§ **Description of the task**:
Please rewrite all of the material below as a numbered list, leaving out blank lines and the pictures.

§ **Information supplied**:
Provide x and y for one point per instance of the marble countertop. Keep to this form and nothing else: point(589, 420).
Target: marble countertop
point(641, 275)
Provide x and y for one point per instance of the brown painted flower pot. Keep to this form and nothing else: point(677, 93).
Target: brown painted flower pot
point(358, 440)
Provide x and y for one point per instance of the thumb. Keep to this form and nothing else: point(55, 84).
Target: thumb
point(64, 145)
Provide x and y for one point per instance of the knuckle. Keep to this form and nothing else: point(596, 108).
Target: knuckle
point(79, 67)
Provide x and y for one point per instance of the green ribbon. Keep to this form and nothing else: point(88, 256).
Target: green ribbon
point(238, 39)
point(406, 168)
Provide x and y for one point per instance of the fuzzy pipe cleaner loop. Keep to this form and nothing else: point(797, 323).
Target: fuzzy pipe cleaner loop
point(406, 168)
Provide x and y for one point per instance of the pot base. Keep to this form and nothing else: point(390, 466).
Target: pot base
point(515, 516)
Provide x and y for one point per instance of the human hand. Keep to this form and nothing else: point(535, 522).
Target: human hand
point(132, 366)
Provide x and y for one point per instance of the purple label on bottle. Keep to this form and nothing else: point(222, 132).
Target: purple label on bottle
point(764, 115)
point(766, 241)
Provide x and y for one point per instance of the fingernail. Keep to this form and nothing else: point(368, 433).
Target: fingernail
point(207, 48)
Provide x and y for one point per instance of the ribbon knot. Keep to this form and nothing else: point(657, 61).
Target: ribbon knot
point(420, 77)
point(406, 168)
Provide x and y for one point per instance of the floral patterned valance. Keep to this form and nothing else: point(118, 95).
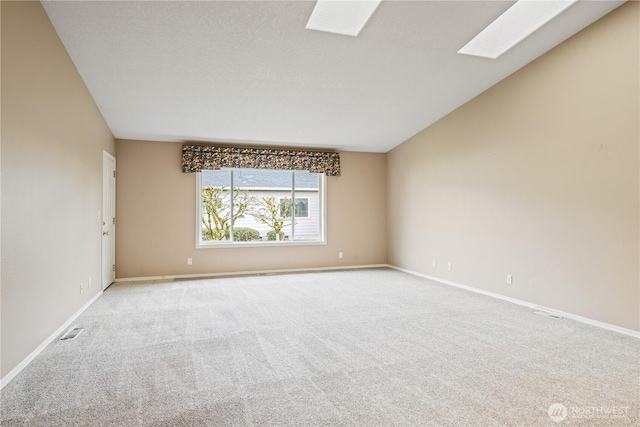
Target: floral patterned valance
point(196, 158)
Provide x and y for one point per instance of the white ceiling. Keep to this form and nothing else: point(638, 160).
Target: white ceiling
point(249, 71)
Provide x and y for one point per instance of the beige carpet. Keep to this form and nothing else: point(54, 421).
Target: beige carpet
point(363, 347)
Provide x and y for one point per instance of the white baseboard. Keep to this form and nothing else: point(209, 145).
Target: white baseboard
point(15, 371)
point(249, 273)
point(603, 325)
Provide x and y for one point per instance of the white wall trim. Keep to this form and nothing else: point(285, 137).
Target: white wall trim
point(15, 371)
point(250, 273)
point(603, 325)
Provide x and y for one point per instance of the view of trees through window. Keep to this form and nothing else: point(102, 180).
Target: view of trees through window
point(244, 205)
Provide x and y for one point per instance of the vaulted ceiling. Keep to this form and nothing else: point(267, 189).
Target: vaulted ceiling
point(249, 72)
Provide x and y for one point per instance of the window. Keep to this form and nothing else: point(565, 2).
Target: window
point(253, 206)
point(301, 208)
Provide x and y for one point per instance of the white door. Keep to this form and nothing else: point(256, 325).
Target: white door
point(108, 219)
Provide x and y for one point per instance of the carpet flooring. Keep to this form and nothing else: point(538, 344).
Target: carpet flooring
point(352, 348)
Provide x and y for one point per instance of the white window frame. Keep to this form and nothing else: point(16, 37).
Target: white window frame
point(216, 244)
point(281, 199)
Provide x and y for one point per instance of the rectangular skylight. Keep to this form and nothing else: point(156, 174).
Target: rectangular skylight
point(516, 24)
point(346, 17)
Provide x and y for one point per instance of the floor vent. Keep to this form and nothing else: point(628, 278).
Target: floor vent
point(72, 334)
point(545, 313)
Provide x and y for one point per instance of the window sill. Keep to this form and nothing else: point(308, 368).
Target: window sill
point(229, 245)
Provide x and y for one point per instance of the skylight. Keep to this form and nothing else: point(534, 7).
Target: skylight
point(516, 24)
point(346, 17)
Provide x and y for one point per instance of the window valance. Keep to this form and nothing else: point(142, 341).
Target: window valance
point(196, 158)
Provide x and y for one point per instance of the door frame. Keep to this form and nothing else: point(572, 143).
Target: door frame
point(108, 219)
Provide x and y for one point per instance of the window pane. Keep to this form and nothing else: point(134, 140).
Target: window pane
point(307, 206)
point(216, 205)
point(262, 208)
point(268, 193)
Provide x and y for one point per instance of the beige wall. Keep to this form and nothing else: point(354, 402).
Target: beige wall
point(52, 141)
point(538, 178)
point(156, 217)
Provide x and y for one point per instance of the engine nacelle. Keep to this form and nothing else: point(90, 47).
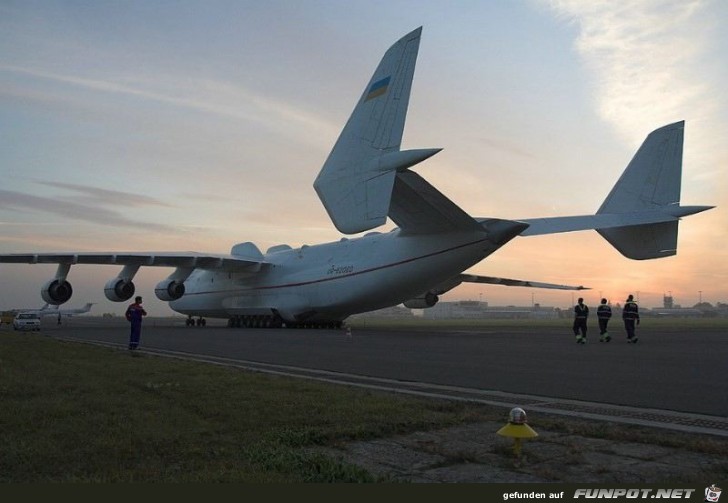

§ **Exercise output**:
1. Provide x and y for one point per instance of the marble countertop. Keep to this form and nothing else: point(589, 420).
2. Target: marble countertop
3. point(641, 275)
4. Provide x and y for one point per instance of the brown painted flower pot. Keep to this form and nothing else: point(677, 93).
5. Target: brown painted flower pot
6. point(358, 440)
7. Provide x and y for one point per instance of the thumb. Keep to this form and nothing else: point(55, 84).
8. Target: thumb
9. point(64, 145)
10. Provide x and y for one point per instance of the knuckle. Keep to this form and nothing else: point(596, 108).
11. Target: knuckle
12. point(79, 67)
13. Provide x and y for one point per instance of the green ribbon. Keep to this form and nothing else: point(88, 256).
14. Target: green ribbon
15. point(238, 39)
16. point(406, 168)
17. Provide x and y for one point per instance of the fuzzy pipe cleaner loop. Keep to this form and nothing else: point(797, 323).
18. Target: fuzzy pipe cleaner loop
19. point(406, 168)
20. Provide x and y for one point per instance of the pot base. Keep to this form and nothing else: point(390, 466).
21. Target: pot base
22. point(515, 516)
23. Provide x and y for one point per instance of the human hand. Keep to this form and nothing else: point(535, 522).
24. Target: human hand
25. point(132, 366)
26. Provide x and y for one point per instance of the purple label on bottle. Keep to this form and nothing else: point(222, 132).
27. Target: purple label on bottle
28. point(764, 115)
29. point(766, 241)
30. Provide x and y for one point per instance of the fingernail. Keep to this form and nothing else: point(368, 433).
31. Target: fingernail
32. point(207, 48)
33. Provide x and y for one point per instance of the ribbon knot. Keep to this form and nothing else: point(657, 61).
34. Target: ribbon knot
35. point(420, 77)
36. point(406, 168)
37. Provide x and y for one point per instance of the floral patterned valance. Keep to this form and nothing else: point(118, 95).
38. Target: floral patterned valance
39. point(196, 158)
40. Provide x and y for one point per instance of the white ceiling. Keep to this form and nothing else: point(638, 160).
41. Target: white ceiling
42. point(249, 71)
43. Provide x and y for one point per instance of the beige carpet. Keep to this form and nothing else: point(54, 421).
44. Target: beige carpet
45. point(363, 347)
46. Provide x and y for one point per instance of the white baseboard. Keep to this form and nothing else: point(209, 145).
47. Target: white baseboard
48. point(15, 371)
49. point(249, 273)
50. point(603, 325)
51. Provide x and y for one point per instance of the white wall trim. Keep to this form and nothing else: point(285, 137).
52. Target: white wall trim
53. point(15, 371)
54. point(250, 273)
55. point(603, 325)
56. Provide x and y for one point per instance of the view of trees through window. Keep to this form and nothing else: point(102, 180).
57. Target: view of trees through window
58. point(244, 205)
59. Provide x and y for one point per instance of the vaulted ceiling. Keep to this form and nothing else: point(267, 189).
60. Target: vaulted ceiling
61. point(249, 72)
62. Provide x and y for one point per instance of the window. Keep to this form and nothing else: point(565, 2).
63. Target: window
64. point(253, 206)
65. point(301, 208)
66. Provide x and y for one point per instance of the white door. Keep to this form and nothing else: point(256, 325).
67. Target: white door
68. point(108, 219)
69. Provide x and y for one point per instance of the carpet flooring. Keep to this form and nothing else: point(538, 344).
70. Target: carpet flooring
71. point(352, 348)
72. Provide x and y for one point per instance of the white window frame. Keep to this form and nothing else: point(16, 37).
73. Target: white window frame
74. point(216, 244)
75. point(281, 199)
76. Provide x and y for one point per instance of the rectangular skylight. Keep to this form and nothing else: point(156, 174).
77. Target: rectangular skylight
78. point(516, 24)
79. point(346, 17)
80. Provide x and y for one point per instance of the floor vent. Keep to this form and nothing else: point(628, 278).
81. Target: floor vent
82. point(72, 334)
83. point(545, 313)
84. Provide x and y for one point per instance of the window sill. Keep to this form and nothing else: point(308, 368).
85. Target: window sill
86. point(229, 245)
87. Provide x and y for one point per instance of the skylight. Keep to this form and nothing else: point(534, 7).
88. Target: skylight
89. point(516, 24)
90. point(346, 17)
91. Provide x and y for one point per instance of the window valance. Keep to this form and nothing else: point(142, 341).
92. Target: window valance
93. point(196, 158)
94. Provide x and y for one point per instance of the door frame. Keep to this form and nothing else: point(572, 143).
95. Target: door frame
96. point(108, 219)
97. Provide x and y for one point per instance of the window pane. Keep to this form and nothing else: point(134, 140).
98. Target: window pane
99. point(307, 206)
100. point(216, 205)
101. point(262, 208)
102. point(268, 193)
103. Provide x and y for one point per instance of the beige wall. Keep to this form and nothing else: point(354, 402).
104. Target: beige wall
105. point(52, 141)
106. point(538, 178)
107. point(156, 217)
108. Provide x and y for one point per instance of the engine nacelle. Keep to this form and nothing else: point(90, 47).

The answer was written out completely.